--- RECORDS FOR THIS EXERCISE ---
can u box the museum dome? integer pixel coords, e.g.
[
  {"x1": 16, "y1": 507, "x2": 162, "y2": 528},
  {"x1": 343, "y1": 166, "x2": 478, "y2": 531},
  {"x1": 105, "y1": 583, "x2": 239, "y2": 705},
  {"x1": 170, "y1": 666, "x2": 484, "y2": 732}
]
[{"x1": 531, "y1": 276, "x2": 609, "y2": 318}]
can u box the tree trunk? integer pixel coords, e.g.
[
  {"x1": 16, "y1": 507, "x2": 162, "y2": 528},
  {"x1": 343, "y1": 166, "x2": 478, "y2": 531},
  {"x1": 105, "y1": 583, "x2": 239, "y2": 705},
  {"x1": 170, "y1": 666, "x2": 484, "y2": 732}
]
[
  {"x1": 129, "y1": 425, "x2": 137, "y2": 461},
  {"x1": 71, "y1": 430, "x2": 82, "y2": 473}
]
---
*YOUR TASK*:
Using the data above, show each line where "integer" occurs.

*REPLY TO THE EXERCISE*:
can u box the museum dome? integer pixel coords, e.g.
can u box the tree trunk? integer pixel coords, e.g.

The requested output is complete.